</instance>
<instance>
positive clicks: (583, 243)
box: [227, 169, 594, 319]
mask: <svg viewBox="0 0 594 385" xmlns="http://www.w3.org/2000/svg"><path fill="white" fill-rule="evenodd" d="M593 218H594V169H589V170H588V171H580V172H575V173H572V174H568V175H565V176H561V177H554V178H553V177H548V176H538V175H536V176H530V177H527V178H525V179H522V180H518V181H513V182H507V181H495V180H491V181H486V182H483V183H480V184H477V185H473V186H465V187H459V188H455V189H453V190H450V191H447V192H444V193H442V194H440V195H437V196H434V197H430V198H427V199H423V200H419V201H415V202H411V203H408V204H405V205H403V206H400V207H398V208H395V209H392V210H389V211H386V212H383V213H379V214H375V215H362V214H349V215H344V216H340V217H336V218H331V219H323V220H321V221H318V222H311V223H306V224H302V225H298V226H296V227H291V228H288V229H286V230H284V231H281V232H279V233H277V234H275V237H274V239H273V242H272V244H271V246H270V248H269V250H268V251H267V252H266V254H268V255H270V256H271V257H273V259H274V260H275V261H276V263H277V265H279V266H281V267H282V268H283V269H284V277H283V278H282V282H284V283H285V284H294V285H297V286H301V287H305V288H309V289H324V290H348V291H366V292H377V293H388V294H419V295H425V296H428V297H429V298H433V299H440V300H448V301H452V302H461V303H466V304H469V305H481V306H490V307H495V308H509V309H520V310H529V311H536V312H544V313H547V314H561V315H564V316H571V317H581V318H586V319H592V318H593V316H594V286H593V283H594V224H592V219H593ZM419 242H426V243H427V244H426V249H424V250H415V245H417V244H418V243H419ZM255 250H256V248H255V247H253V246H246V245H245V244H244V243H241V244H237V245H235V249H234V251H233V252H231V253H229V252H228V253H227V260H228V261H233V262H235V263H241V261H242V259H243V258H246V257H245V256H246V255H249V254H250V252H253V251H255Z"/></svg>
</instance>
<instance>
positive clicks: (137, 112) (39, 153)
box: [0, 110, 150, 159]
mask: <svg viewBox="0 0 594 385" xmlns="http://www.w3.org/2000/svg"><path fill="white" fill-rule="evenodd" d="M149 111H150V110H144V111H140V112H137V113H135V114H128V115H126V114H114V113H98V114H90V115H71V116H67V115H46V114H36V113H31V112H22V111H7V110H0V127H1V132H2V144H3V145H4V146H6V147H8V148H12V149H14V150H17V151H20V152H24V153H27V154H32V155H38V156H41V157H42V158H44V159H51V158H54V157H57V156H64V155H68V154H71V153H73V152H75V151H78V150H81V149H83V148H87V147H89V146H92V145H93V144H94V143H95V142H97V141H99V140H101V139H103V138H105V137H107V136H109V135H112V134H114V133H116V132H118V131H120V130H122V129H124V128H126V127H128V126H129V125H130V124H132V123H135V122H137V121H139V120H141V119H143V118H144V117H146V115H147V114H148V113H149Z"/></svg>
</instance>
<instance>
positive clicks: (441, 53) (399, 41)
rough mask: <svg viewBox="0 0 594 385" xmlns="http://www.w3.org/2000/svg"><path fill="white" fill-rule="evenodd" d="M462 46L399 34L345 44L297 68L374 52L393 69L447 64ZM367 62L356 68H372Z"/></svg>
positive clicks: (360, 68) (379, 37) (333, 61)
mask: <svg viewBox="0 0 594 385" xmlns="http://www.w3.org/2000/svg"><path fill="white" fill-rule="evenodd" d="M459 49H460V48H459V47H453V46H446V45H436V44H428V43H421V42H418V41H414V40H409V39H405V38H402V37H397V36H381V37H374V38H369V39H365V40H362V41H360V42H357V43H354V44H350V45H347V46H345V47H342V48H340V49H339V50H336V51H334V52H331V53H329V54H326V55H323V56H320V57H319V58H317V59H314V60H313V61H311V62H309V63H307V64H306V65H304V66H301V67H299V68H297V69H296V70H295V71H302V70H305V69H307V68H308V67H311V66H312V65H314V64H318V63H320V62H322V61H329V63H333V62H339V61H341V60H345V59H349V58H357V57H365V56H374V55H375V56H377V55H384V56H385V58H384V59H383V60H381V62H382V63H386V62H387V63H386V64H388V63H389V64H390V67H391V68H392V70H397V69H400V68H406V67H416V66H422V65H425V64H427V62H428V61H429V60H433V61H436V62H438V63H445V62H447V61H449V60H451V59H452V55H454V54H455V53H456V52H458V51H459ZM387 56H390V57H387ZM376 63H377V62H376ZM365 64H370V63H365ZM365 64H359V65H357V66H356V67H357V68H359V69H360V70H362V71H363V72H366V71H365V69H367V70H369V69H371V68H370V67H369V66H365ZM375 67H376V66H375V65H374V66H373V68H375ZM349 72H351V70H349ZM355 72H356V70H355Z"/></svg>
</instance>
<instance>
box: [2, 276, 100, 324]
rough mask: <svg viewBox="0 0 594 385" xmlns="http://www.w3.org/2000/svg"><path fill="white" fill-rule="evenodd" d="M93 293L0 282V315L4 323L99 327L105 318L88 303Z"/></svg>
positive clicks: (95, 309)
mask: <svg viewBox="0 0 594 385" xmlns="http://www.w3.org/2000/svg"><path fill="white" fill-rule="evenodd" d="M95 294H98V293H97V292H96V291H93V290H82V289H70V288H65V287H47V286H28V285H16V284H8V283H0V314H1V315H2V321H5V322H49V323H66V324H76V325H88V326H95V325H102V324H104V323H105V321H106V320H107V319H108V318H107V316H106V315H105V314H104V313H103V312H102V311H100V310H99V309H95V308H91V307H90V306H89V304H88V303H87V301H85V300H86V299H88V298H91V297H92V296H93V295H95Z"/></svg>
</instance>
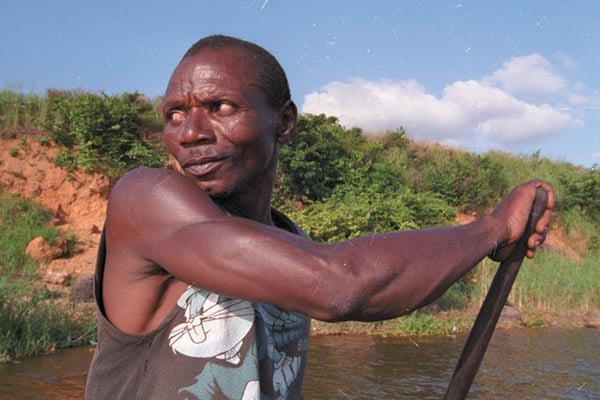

▶ [TASK DETAILS] Omit all images when repeating the data above exactly.

▶ [RESULT FOR THIS EXERCISE]
</instance>
<instance>
positive clicks: (583, 243)
box: [227, 169, 594, 319]
mask: <svg viewBox="0 0 594 385" xmlns="http://www.w3.org/2000/svg"><path fill="white" fill-rule="evenodd" d="M593 218H594V169H589V170H588V171H580V172H575V173H572V174H568V175H565V176H561V177H554V178H553V177H548V176H538V175H536V176H530V177H527V178H525V179H522V180H518V181H513V182H507V181H495V180H491V181H486V182H483V183H480V184H477V185H473V186H465V187H459V188H455V189H453V190H450V191H447V192H444V193H442V194H440V195H437V196H434V197H430V198H427V199H423V200H419V201H415V202H411V203H408V204H405V205H403V206H400V207H398V208H395V209H392V210H389V211H386V212H383V213H379V214H375V215H362V214H349V215H344V216H340V217H336V218H331V219H323V220H321V221H318V222H311V223H306V224H302V225H298V226H296V227H291V228H288V229H286V230H284V231H281V232H279V233H277V234H275V237H274V239H273V242H272V244H271V246H270V248H269V250H268V251H267V252H266V254H268V255H270V256H271V257H273V259H274V260H275V261H276V263H277V265H279V266H281V267H282V268H283V269H284V277H283V278H282V282H284V283H285V284H294V285H297V286H301V287H305V288H309V289H324V290H348V291H366V292H377V293H388V294H419V295H425V296H428V297H429V298H433V299H440V300H448V301H452V302H461V303H466V304H469V305H481V306H490V307H495V308H509V309H520V310H529V311H536V312H544V313H547V314H561V315H564V316H571V317H581V318H586V319H592V318H593V316H594V286H593V283H594V224H592V219H593ZM419 242H426V243H427V244H426V249H424V250H415V245H417V244H418V243H419ZM255 250H256V248H255V247H253V246H246V245H245V244H244V243H241V244H237V245H235V249H234V251H233V252H231V253H229V252H228V253H227V260H228V261H233V262H235V263H241V261H242V259H243V258H246V257H245V256H246V255H249V254H250V252H253V251H255Z"/></svg>
</instance>
<instance>
positive clicks: (137, 112) (39, 153)
box: [0, 110, 150, 159]
mask: <svg viewBox="0 0 594 385" xmlns="http://www.w3.org/2000/svg"><path fill="white" fill-rule="evenodd" d="M149 111H150V110H144V111H140V112H137V113H135V114H128V115H126V114H114V113H98V114H90V115H71V116H67V115H46V114H36V113H31V112H22V111H7V110H0V127H1V132H2V144H3V145H4V146H6V147H8V148H12V149H14V150H17V151H20V152H24V153H27V154H32V155H38V156H41V157H42V158H44V159H51V158H54V157H57V156H64V155H68V154H71V153H73V152H75V151H78V150H81V149H83V148H87V147H89V146H92V145H93V144H94V143H95V142H97V141H99V140H101V139H103V138H105V137H107V136H109V135H112V134H114V133H116V132H118V131H120V130H122V129H124V128H126V127H128V126H129V125H130V124H132V123H135V122H137V121H139V120H141V119H143V118H144V117H146V115H147V114H148V113H149Z"/></svg>
</instance>
<instance>
positive clicks: (441, 53) (399, 41)
rough mask: <svg viewBox="0 0 594 385" xmlns="http://www.w3.org/2000/svg"><path fill="white" fill-rule="evenodd" d="M462 46L399 34L345 44L297 68L374 52L393 69L447 64ZM367 62L356 68H372Z"/></svg>
positive clicks: (360, 68) (379, 37) (333, 61)
mask: <svg viewBox="0 0 594 385" xmlns="http://www.w3.org/2000/svg"><path fill="white" fill-rule="evenodd" d="M459 49H460V48H459V47H453V46H446V45H436V44H428V43H421V42H418V41H414V40H409V39H405V38H402V37H397V36H381V37H374V38H369V39H365V40H362V41H360V42H357V43H354V44H350V45H347V46H345V47H342V48H340V49H339V50H336V51H334V52H331V53H329V54H326V55H323V56H320V57H319V58H317V59H314V60H313V61H311V62H309V63H307V64H306V65H304V66H301V67H299V68H297V69H296V70H295V71H302V70H305V69H307V68H308V67H311V66H312V65H314V64H318V63H320V62H322V61H329V63H333V62H339V61H341V60H345V59H349V58H357V57H365V56H374V55H375V56H377V55H384V56H385V58H384V59H383V60H381V62H382V63H386V62H387V63H386V64H388V63H389V64H390V67H391V68H392V70H397V69H400V68H406V67H416V66H422V65H425V64H427V62H428V61H429V60H433V61H436V62H438V63H445V62H447V61H449V60H451V59H452V55H454V54H455V53H456V52H458V51H459ZM387 56H390V57H387ZM376 63H377V62H376ZM365 64H370V63H365ZM365 64H359V65H357V66H356V67H357V68H359V69H360V70H362V71H363V72H366V71H365V69H367V70H369V69H371V68H370V67H369V66H365ZM375 67H376V66H375V65H374V66H373V68H375ZM349 72H351V70H349ZM355 72H356V70H355Z"/></svg>
</instance>
<instance>
box: [2, 276, 100, 324]
rough mask: <svg viewBox="0 0 594 385" xmlns="http://www.w3.org/2000/svg"><path fill="white" fill-rule="evenodd" d="M93 293L0 282V315L4 323L99 327L105 318L88 303Z"/></svg>
positive clicks: (95, 309)
mask: <svg viewBox="0 0 594 385" xmlns="http://www.w3.org/2000/svg"><path fill="white" fill-rule="evenodd" d="M95 294H98V293H97V292H96V291H93V290H82V289H70V288H65V287H47V286H28V285H16V284H8V283H0V314H1V315H2V321H5V322H49V323H66V324H76V325H88V326H95V325H102V324H104V323H105V321H106V320H107V319H108V318H107V316H106V315H105V314H104V313H103V312H102V311H100V310H99V309H95V308H91V307H90V306H89V304H88V303H87V301H85V300H86V299H88V298H91V297H92V296H93V295H95Z"/></svg>
</instance>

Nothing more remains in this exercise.